Location labeling records
=-=-=

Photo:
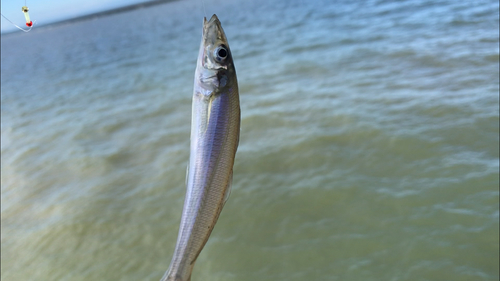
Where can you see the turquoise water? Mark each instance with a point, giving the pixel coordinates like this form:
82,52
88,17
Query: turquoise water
369,145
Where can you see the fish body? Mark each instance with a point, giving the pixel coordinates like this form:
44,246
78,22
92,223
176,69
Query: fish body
215,129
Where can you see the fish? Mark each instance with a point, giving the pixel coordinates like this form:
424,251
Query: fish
215,132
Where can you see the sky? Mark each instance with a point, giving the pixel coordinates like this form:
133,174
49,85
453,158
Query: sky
44,12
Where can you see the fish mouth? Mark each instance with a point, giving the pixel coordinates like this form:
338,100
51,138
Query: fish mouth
212,31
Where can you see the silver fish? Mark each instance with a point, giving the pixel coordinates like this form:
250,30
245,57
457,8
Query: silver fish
215,130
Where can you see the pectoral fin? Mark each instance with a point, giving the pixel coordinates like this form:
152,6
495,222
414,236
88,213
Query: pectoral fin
228,188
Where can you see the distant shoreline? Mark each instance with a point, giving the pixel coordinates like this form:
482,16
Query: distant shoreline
103,13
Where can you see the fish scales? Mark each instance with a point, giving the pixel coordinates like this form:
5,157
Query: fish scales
215,128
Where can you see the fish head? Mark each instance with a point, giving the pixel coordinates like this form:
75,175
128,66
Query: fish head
215,64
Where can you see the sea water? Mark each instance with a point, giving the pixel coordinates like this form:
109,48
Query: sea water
369,145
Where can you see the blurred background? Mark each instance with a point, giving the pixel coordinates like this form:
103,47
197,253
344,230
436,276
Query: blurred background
369,145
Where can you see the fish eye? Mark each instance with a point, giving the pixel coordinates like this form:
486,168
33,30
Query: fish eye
221,53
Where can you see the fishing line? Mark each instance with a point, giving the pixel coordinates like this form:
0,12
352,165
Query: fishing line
203,4
29,23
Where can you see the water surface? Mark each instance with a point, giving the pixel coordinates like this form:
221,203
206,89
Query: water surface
368,149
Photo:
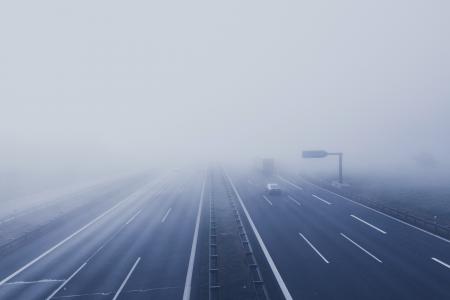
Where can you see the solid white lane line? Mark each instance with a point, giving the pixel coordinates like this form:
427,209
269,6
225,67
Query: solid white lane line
132,218
188,282
34,282
166,215
360,247
318,198
368,224
269,259
294,200
441,262
60,243
291,183
314,248
65,282
381,213
267,199
126,279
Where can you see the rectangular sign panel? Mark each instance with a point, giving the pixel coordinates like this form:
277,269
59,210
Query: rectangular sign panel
314,154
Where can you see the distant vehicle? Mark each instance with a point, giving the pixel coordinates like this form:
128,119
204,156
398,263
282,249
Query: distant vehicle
273,189
265,165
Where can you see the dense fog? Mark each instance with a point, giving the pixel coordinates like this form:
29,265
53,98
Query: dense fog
101,87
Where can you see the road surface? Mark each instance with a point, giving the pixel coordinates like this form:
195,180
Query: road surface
151,242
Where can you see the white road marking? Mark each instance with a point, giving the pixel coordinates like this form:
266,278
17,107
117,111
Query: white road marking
294,200
267,199
314,248
59,244
132,218
92,256
188,282
291,183
360,247
441,262
34,282
65,282
166,215
368,224
126,279
381,213
269,259
318,198
32,262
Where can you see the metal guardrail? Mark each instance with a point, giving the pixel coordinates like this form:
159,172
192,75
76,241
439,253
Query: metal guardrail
406,216
255,273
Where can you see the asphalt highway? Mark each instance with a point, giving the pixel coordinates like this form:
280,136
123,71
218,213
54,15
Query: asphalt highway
326,246
310,243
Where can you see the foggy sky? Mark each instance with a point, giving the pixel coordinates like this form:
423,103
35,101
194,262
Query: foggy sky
144,82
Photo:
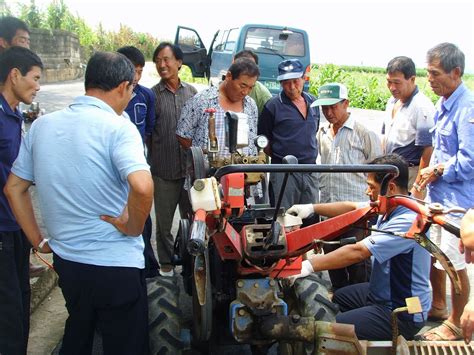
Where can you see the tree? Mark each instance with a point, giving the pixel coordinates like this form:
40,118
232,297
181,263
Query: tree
31,15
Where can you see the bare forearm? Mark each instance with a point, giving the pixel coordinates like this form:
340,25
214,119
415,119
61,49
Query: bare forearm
339,258
139,205
20,202
467,229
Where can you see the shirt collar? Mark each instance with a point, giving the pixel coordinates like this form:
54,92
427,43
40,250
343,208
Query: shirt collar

=-=-=

TASK GOAL:
Write out every row above again, swapping "pixel coordinates" for "image coordinates" wherever it occurs and keeping everything else the same. Leave the pictures out.

WRITTEN SOLUTION:
Photo:
Where can you see the turquoise water? Mark each instance with a point, giving the image coordinates like this form:
82,52
88,17
Query: turquoise water
369,145
Where can you see the fish body? Mark each instance with a point, giving the image coordinates like this form:
44,246
78,22
92,223
176,69
Query: fish body
215,129
Where can you see the fish? Mark each instance with a point, giving the image coordinates like this form:
424,251
Query: fish
215,132
Where can you see the sky? Mark each instance with a point, giving the image coordinates like this form:
133,174
49,85
453,158
Query: sky
44,12
Where can you see the fish mouth? Mark each instance with a point, giving the image coordinates like this form:
338,100
51,138
Query: fish mouth
212,31
Where can you see the silver fish? Mark each instance with a point, giving the image coordinates like this form:
250,30
245,57
457,8
Query: silver fish
215,130
Where can you see the pectoral fin? Mark each instance with a point, giving the image coordinates like this form:
152,6
495,222
414,236
88,213
Query: pectoral fin
228,188
Where can you see the distant shoreline? Mark each instance with a point, giving the image coordinates like this form:
482,16
Query: distant shoreline
103,13
Where can you see the fish scales? Mark each instance with a point, giving the image coordinates like this form:
5,157
Query: fish scales
215,128
Where can you see the fish head? Mark each instance with a point, giving the image coordinates like this form:
75,175
128,66
Query: fish head
215,64
Where can you see the sea water? Mark each instance with a point, giving the image coordinates like this form:
109,48
Query: sea water
369,145
Where can you see the blurred background? Mark each instance with a point, giving the image coordinates like this form:
103,47
197,253
344,230
436,276
Query: blurred background
369,145
Where can you see the fish eye? Mark each instance with a point, giving the image coordinates like this form:
486,168
33,30
Query: fish eye
221,53
Where can you see the fishing line? Mark each instance with a point, giving the image coordinates like this form:
0,12
352,165
Query: fishing line
203,4
29,23
Where can you see the water surface? Mark each instance with a point, giving the image coordinates like this form:
221,203
206,89
Query: water surface
368,149
Photo:
Where can you see the solid white lane line? Mark each instance with a point, giving the image coordinates like this form:
427,209
269,6
225,67
Query: solid white lane line
132,218
188,282
34,282
166,215
360,247
318,198
368,224
269,259
294,200
441,262
60,243
291,183
314,248
65,282
381,213
267,199
126,279
Where can you see the rectangular sign panel? Mark each instance with a point, giving the image coordinates like this form:
277,269
59,210
Query: rectangular sign panel
314,154
Where can you see the distant vehicle? Mark each instance with a point, giving the image coordinates like this form:
128,119
204,156
398,263
282,249
Query: distant vehicle
273,189
265,165
Where can you see the dense fog? Mark each instance with a point, giving the image coordinates like this form:
29,265
53,98
Query: dense fog
101,87
Where can you see the road surface? Mark each instance with a point, giving the image coordinates like this form:
195,180
Query: road surface
151,242
Where can you see the white road marking? Mark each instance with a point, giving the image coordinates like this form:
266,278
17,107
117,111
Query: white road marking
294,200
267,199
314,248
59,244
132,218
92,256
188,282
291,183
360,247
441,262
34,282
65,282
166,215
368,224
126,279
381,213
269,259
318,198
32,262
Where can you see the metal guardrail? Mark each instance with a point, giving the image coordinates like this form:
159,172
192,75
76,241
439,253
Query: metal guardrail
406,216
255,273
Where can you see the asphalt highway? Mark each instance with a point, giving the image coordinates like this form:
280,136
123,71
218,213
54,15
Query: asphalt highway
326,246
310,243
Where can you see the foggy sky? Mark each instance with a point, giving the image coordinates like this form:
423,103
35,101
194,262
Query: foggy sky
144,82
Photo:
Where can you see the tree? Mark each instance with a point, giving the image coordinates like this form:
40,118
232,297
181,263
Query: tree
31,15
Where can you see the bare forearm? Mark each instance with a point, giving the image coordinates like this form:
340,25
214,119
415,119
61,49
Query: bare forearm
339,258
139,205
20,202
467,229
Where can you see the shirt collar? Mark each instance with a point, giving the image coordinates like this form:
54,92
427,43
40,250
343,208
Query: shirt collar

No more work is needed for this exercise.